I'll be interested to see whether you include LIFE among the front-loaders. The main character's essential backstory (jail, suffering, exoneration) is mostly dealt with in an opening montage, but the series' premise (covering his new world, the regular characters, how that backstory's applied on his return to policework)is developed in the hour that follows.
In this case I was happy to have the montage because it wrapped up stuff that I wouldn't have wanted to sit through in real time.
Life's on my maybe list for those reasons. It bugged me that they shoved the back story up front. It could have emerged more organically, but it felt like they didn't trust us enough as an audience to get it unless they spelled it out in no uncertain terms.
But then, as you say, there's some interesting stuff to follow.
I don't know. My nose is out of joint over the way they front loaded the back story. Maybe when I get over it, I can start to appreciate the show as a whole.
I felt that way about Bionic Woman. It seemed like every scene during the first two acts was jam packed with exposition when all you were waiting for was for the woman to get in some kind of horrific accident. I felt disappointed having so recently seen the amazing Chuck pilot
I actually prefer the "Jekyll Method" where we are thrown into the deep end and expected to keep up. Made things so much more interesting...
(and yes, I realize that Jekyll is an anomaly in that it is built on the six-pack model and not on a pilot and "pilot and 12 episodes" model... but that makes it all the more tasty to those such as your Mad Pulp Bastard)
Yeah, I hear you Bill...but it's a bit of an apples and oranges thing. Not that I'm a big fan of the front end load, but it seems more forgivable if heading into a 22 or 24 ep order vs. a six ep limited.
It's like one TV critic I read today questioned the 'fairness' of dramatic Emmy series categories where 10 or 12 episode seasons that got a year and a half to write and produce (see Sopranos and Rome and Deadwood) get to compete against 22 or 24 episode season made on the train out of control network schedule. Is it fair? Can we compare?

## Tasks to perform
1. In the discussion of television pilots, which show did one commenter say had nearly every scene in its first two acts packed with exposition?
2. Reproduce the stretch of the records from the line containing "Locate each instance of the fairway" through the end of the records, changing "fairway" to "putting green" and leaving everything else as it is.
The records that come next have no connection to the discussion of television pilots above.

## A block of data
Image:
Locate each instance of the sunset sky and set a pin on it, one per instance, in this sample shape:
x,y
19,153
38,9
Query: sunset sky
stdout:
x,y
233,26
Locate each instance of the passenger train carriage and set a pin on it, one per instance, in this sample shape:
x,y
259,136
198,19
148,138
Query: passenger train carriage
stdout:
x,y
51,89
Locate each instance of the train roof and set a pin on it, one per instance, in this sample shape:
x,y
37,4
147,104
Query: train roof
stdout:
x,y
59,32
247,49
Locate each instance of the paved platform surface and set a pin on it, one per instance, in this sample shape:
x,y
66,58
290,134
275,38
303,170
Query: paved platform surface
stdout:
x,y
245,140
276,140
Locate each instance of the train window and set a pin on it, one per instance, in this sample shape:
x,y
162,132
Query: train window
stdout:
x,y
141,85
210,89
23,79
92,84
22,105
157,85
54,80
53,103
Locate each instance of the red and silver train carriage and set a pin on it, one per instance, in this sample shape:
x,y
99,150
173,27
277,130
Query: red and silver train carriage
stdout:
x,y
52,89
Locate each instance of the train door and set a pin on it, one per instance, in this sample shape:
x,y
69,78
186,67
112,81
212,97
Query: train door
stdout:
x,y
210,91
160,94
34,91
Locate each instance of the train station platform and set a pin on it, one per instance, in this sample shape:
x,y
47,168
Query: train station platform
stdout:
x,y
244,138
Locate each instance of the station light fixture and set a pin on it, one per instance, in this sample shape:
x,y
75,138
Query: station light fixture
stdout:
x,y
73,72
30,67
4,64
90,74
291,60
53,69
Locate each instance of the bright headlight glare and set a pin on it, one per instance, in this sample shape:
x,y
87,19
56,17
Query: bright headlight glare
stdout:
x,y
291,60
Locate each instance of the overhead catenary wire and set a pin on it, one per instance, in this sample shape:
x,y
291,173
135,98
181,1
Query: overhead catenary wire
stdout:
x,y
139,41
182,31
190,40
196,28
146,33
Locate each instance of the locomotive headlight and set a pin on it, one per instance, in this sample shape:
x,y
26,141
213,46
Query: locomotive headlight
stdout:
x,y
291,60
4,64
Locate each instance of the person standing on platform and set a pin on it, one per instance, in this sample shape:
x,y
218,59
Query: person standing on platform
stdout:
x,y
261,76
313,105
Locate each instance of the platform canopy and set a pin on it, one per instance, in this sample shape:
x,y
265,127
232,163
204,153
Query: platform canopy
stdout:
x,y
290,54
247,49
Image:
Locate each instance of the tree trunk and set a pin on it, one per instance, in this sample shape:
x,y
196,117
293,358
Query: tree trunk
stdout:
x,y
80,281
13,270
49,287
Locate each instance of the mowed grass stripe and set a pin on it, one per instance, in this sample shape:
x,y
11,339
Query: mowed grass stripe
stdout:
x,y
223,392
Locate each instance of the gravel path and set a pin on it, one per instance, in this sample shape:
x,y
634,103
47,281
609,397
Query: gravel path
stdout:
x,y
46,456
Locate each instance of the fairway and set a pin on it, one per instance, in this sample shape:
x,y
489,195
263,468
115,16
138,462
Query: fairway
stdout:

## Exercise results
1. Bionic Woman.

2.
Locate each instance of the putting green and set a pin on it, one per instance, in this sample shape:
x,y
489,195
263,468
115,16
138,462
Query: putting green
stdout:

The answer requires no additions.